(DATA TO PROCESS):
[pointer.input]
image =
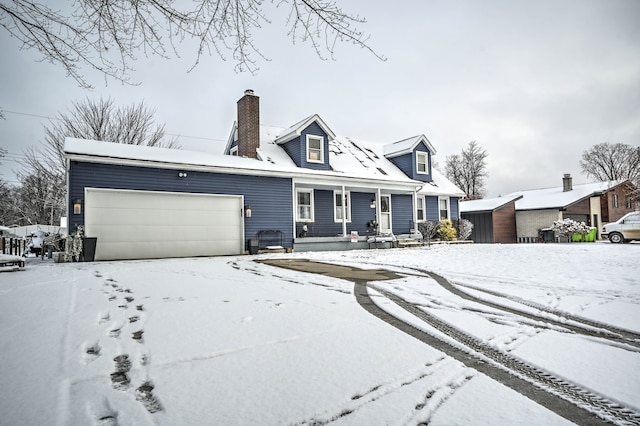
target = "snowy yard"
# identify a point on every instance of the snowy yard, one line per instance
(224, 341)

(EXERCISE INSTRUCTIONS): Output the records above as a two-column CSV with the header row instruction,coordinates: each row holds one record's instruction text and its answer, every field in double quotes with line breaks replaced by spaces. Cover all the records and omit the pictures.

(WRITTEN RESPONSE):
instruction,coordinates
"[pointer.input] image = target = ""snowy yard"" # identify a point on every instance of the snowy yard, one line per instance","(224, 341)"